(Coordinate labeling data)
----------------

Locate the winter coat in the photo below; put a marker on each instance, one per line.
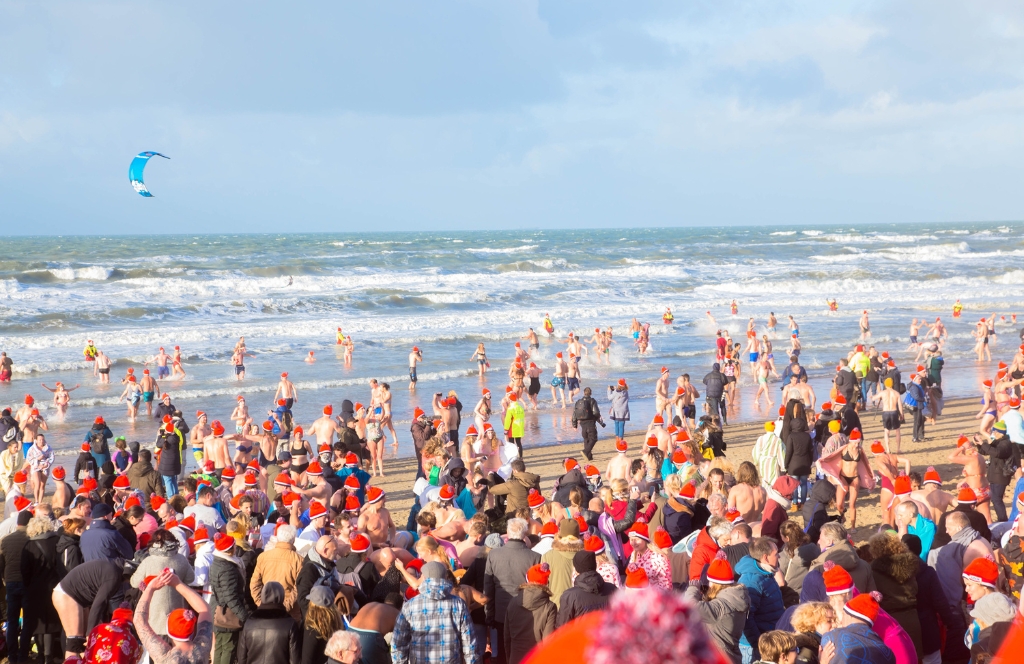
(715, 385)
(517, 489)
(678, 520)
(70, 550)
(269, 636)
(725, 616)
(704, 552)
(589, 592)
(799, 450)
(559, 558)
(143, 478)
(529, 619)
(41, 572)
(283, 565)
(620, 408)
(165, 599)
(1000, 458)
(573, 478)
(100, 540)
(776, 509)
(895, 577)
(844, 555)
(504, 573)
(227, 585)
(766, 600)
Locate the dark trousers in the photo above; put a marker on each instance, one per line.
(919, 423)
(224, 645)
(996, 500)
(589, 430)
(15, 602)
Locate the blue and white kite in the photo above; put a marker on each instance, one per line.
(135, 171)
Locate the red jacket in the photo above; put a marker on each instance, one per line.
(704, 553)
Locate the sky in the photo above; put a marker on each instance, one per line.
(481, 114)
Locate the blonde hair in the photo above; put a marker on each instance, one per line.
(323, 620)
(810, 615)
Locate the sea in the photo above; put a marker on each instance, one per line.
(445, 292)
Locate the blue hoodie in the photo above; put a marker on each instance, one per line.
(766, 600)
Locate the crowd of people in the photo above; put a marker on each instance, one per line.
(284, 551)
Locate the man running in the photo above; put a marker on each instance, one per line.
(892, 413)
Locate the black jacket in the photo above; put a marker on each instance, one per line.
(70, 550)
(269, 636)
(227, 583)
(10, 555)
(589, 592)
(1001, 459)
(715, 384)
(41, 572)
(505, 572)
(799, 450)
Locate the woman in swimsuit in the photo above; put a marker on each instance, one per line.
(176, 370)
(967, 455)
(888, 466)
(849, 476)
(988, 408)
(300, 452)
(481, 358)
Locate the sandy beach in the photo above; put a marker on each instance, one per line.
(957, 417)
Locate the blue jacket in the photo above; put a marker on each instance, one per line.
(101, 542)
(766, 600)
(858, 645)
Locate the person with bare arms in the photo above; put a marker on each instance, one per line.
(286, 389)
(61, 397)
(892, 412)
(663, 405)
(619, 465)
(686, 396)
(239, 362)
(375, 520)
(573, 376)
(931, 494)
(975, 467)
(102, 367)
(558, 382)
(325, 427)
(215, 448)
(132, 396)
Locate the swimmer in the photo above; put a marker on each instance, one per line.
(61, 397)
(161, 361)
(239, 361)
(101, 366)
(132, 396)
(415, 358)
(150, 388)
(286, 389)
(865, 327)
(480, 357)
(176, 370)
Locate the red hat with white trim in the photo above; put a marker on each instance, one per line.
(359, 543)
(837, 579)
(982, 571)
(720, 571)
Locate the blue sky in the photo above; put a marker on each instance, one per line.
(340, 116)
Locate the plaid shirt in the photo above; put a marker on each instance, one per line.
(433, 628)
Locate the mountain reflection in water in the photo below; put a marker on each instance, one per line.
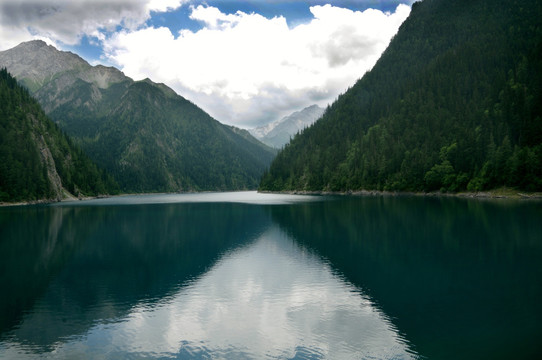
(247, 275)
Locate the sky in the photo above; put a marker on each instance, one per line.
(246, 62)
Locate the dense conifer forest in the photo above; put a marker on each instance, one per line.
(453, 104)
(37, 159)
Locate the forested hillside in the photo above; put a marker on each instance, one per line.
(144, 134)
(37, 161)
(454, 103)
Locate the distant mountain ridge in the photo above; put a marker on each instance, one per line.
(453, 104)
(148, 137)
(278, 133)
(37, 161)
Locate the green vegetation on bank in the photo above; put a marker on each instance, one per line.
(454, 104)
(145, 135)
(36, 159)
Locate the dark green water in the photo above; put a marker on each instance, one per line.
(252, 276)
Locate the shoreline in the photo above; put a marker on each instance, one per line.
(505, 194)
(496, 194)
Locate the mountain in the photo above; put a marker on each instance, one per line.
(143, 133)
(278, 133)
(37, 161)
(454, 103)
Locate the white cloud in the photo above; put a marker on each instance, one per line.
(246, 70)
(67, 21)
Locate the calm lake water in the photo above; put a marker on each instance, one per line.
(260, 276)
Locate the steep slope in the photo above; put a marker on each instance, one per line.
(454, 103)
(148, 137)
(37, 161)
(279, 133)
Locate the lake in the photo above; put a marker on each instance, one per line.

----------------

▶ _Requirement_
Arrange every line of the data above as a numbered list, skipping blank lines. Leave the pictures out.

▶ _Finished task_
1. Locate the winter coat in the photo below; put a marker on each instance, one per line.
2. (715, 385)
3. (517, 489)
4. (678, 520)
5. (70, 550)
6. (269, 636)
7. (725, 616)
8. (704, 552)
9. (589, 592)
10. (799, 450)
11. (559, 558)
12. (143, 478)
13. (529, 619)
14. (41, 572)
15. (283, 565)
16. (620, 408)
17. (165, 599)
18. (1000, 458)
19. (573, 478)
20. (100, 540)
21. (776, 509)
22. (895, 577)
23. (844, 555)
24. (504, 573)
25. (227, 585)
26. (766, 600)
27. Locate the dark trousers in the photo above; put a marker on each instance, one per line.
28. (919, 423)
29. (224, 645)
30. (996, 500)
31. (589, 430)
32. (15, 602)
33. Locate the blue and white kite in the photo above; put a marker on each instance, one per line.
34. (135, 171)
35. Locate the red jacket in the photo above; put a marker on each instance, one per line.
36. (704, 553)
37. Locate the sky in the photo above; put a marker on each instance, one per line.
38. (481, 114)
39. Locate the blonde hair in the photo above; put a marker on each instance, one per line.
40. (323, 620)
41. (810, 615)
42. Locate the sea in the photo above; put a marker on each instance, one per line.
43. (445, 292)
44. Locate the blue hoodie in the photo above; put a marker on each instance, one per line.
45. (766, 600)
46. Locate the crowd of people in the photo above; put a marker on each instance, one per line.
47. (284, 551)
48. Locate the man running in the photo above; put a marker on each instance, one per line.
49. (892, 413)
50. Locate the black jacket in the photo above; put a marker on each instance, one per line.
51. (70, 550)
52. (269, 636)
53. (227, 583)
54. (10, 555)
55. (589, 592)
56. (1001, 459)
57. (715, 384)
58. (41, 572)
59. (505, 572)
60. (799, 450)
61. Locate the woman in swimsuit in the photo above; put a marker on each instance, one per line.
62. (176, 370)
63. (967, 455)
64. (888, 466)
65. (849, 476)
66. (988, 408)
67. (300, 452)
68. (481, 358)
69. Locate the sandy beach in the photo above; put a marker on each instance, one per line.
70. (957, 417)
71. Locate the blue jacket in the photo above; put a marker on each instance, one per line.
72. (101, 542)
73. (766, 600)
74. (858, 645)
75. Locate the person with bare arms in the photo above; put a marker on each instance, one per line.
76. (286, 389)
77. (61, 397)
78. (892, 412)
79. (663, 405)
80. (619, 465)
81. (686, 396)
82. (239, 362)
83. (375, 520)
84. (573, 376)
85. (931, 494)
86. (975, 467)
87. (102, 367)
88. (558, 382)
89. (325, 427)
90. (215, 448)
91. (132, 396)
92. Locate the swimmer in the photo above; put a marker on each instance, one per line.
93. (61, 397)
94. (161, 361)
95. (239, 361)
96. (101, 366)
97. (132, 396)
98. (415, 358)
99. (150, 388)
100. (286, 389)
101. (865, 327)
102. (480, 357)
103. (176, 370)
104. Locate the red hat with white trim in the photo above; put a marker on each instance, one per line.
105. (359, 543)
106. (837, 579)
107. (982, 571)
108. (720, 571)
109. Locate the blue sky in the photo above; put a marker on each instance, one per line.
110. (340, 116)
111. Locate the plaid shirt in the photo above; put a marker on each instance, one per line.
112. (433, 628)
113. Locate the mountain reflection in water in the photo below; put a marker on each instance, one per line.
114. (247, 275)
115. Locate the sky in the photo above; put a marker on each instance, one per line.
116. (246, 62)
117. Locate the dense conifer forest in the photo above; put a marker on each instance, one per line.
118. (453, 104)
119. (37, 159)
120. Locate the forested hillside in the photo above; put a marker on each instance, one per line.
121. (144, 134)
122. (37, 161)
123. (454, 103)
124. Locate the distant mountain ridge in the photo above; put a marker on each instance, one per line.
125. (453, 104)
126. (148, 137)
127. (278, 133)
128. (37, 161)
129. Locate the green vegetation on bank in the photo above; put a marker on each instance, one per line.
130. (454, 104)
131. (145, 135)
132. (36, 159)
133. Locate the dark green water in the photo above; put a marker on each instance, one per line.
134. (252, 276)
135. Locate the shoreline in the photo above; put a marker on each instance, one per line.
136. (505, 194)
137. (496, 194)
138. Locate the mountain in the photo above; put a marker on each instance, one per line.
139. (143, 133)
140. (278, 133)
141. (37, 161)
142. (454, 103)
143. Locate the white cloud in the photo above; put a marker on each instance, one per line.
144. (246, 70)
145. (67, 21)
146. Locate the calm lake water in the photo above; put a marker on each instance, one per line.
147. (260, 276)
148. Locate the steep slope in the photo above; put a marker on each instance, one per line.
149. (454, 103)
150. (148, 137)
151. (37, 161)
152. (279, 133)
153. Locate the lake in the photo above; put a marker on each instance, one per line.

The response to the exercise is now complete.